* Exercise description: Copy the part of the Australia trip account between "My trip to Australia" and "continue through customs.", inclusive.

* Text block:
■ ■ ■ ■ ■

The views expressed in my story aren’t aimed at a specific person it’s just things I hear and of course personal experience. Hopefully by reading this I’m helping someone find the courage to stand up and say ,”ENOUGH!”

My trip to Australia by Grazia Martienssen

In 2014 my nephew Vinny very generously offered me a trip to go see him and his family in Australia. I flew there via Dubai and enjoyed a free meal while waiting for the final plane.

On Arrival
On arrival, while waiting to go through border control, a big black sniffer dog decided to sniff me out of the line. I started talking to the dog while wondering what he was smelling. The man handling him was watching my reaction and asked, “Do you have dogs?” To which I replied, “yes, three.” I was told he was smelling my dogs from home, and I could continue through customs.

It took me forever to get my luggage, and in the meantime, my family started worrying that perhaps I got lost in Dubai or missed the flight. Finally, I found my luggage and got to them. We went home to Ryde, in Sydney, where I took a nice bath and slept for what felt like an eternity. After which I unpacked the gifts and we caught up.

They were the most gracious hosts; I felt so much at home, I could do anything. What impressed me was how similar the landscape is to South Africa, and yet how different the lifestyle is. My family there is by no means rich however, with their tax return, they were able to pay for my ticket and passport, spoil me while I was there, and write a letter that they would be able to support me for the three weeks that I was to be there. The letter was needed because we were so broke at the time; I went over without a penny and did not pay for anything.

■ ■ ■ ■ ■

* Supplied records:
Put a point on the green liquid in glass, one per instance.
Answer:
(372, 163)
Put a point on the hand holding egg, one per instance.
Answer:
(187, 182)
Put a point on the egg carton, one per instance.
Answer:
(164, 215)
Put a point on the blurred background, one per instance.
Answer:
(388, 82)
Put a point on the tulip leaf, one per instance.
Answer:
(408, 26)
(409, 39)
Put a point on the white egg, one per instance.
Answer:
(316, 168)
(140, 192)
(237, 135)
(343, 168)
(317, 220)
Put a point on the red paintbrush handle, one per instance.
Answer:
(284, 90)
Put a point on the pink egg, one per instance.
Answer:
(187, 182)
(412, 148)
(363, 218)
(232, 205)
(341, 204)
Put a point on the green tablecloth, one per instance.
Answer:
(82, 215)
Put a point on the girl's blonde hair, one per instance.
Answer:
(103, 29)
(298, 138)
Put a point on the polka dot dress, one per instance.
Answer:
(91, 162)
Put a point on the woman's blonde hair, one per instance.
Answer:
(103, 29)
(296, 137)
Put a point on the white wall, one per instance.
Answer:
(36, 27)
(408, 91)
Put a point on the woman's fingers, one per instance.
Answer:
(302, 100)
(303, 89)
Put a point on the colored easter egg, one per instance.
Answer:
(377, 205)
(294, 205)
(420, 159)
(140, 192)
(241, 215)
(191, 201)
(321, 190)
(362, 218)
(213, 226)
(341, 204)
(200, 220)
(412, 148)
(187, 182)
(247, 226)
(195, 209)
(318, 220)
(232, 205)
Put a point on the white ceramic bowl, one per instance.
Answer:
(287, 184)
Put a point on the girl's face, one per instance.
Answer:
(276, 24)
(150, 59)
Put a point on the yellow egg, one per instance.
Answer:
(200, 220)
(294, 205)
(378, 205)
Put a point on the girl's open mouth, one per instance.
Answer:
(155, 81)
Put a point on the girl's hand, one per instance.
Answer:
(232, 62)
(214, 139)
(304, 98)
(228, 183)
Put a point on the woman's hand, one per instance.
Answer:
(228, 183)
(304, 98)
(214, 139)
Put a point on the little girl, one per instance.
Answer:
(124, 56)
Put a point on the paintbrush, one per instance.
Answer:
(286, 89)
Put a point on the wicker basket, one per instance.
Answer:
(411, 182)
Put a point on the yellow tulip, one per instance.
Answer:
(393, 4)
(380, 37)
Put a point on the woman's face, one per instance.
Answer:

■ ■ ■ ■ ■

* Your solution:
My trip to Australia by Grazia Martienssen

In 2014 my nephew Vinny very generously offered me a trip to go see him and his family in Australia. I flew there via Dubai and enjoyed a free meal while waiting for the final plane.

On Arrival
On arrival, while waiting to go through border control, a big black sniffer dog decided to sniff me out of the line. I started talking to the dog while wondering what he was smelling. The man handling him was watching my reaction and asked, “Do you have dogs?” To which I replied, “yes, three.” I was told he was smelling my dogs from home, and I could continue through customs.